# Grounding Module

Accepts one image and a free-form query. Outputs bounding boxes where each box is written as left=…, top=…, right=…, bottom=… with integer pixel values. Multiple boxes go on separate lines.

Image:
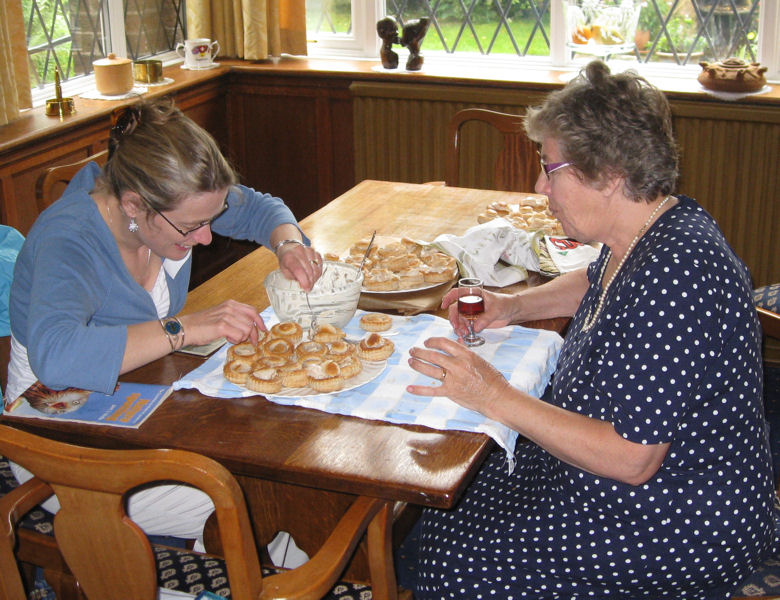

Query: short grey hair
left=525, top=60, right=679, bottom=201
◆ ◆ ◆ ◆ ◆
[Task to carry out]: Extract every line of the records above verbatim, omitting the pictures.

[Reply to the exercise]:
# Grounding Module

Accepts one image and a free-form query. Outputs bounding boxes where each box is written as left=…, top=…, right=…, bottom=… with integer pixel values. Multiple boxes go on separate lines.

Image:

Query: short grey hair
left=525, top=60, right=679, bottom=201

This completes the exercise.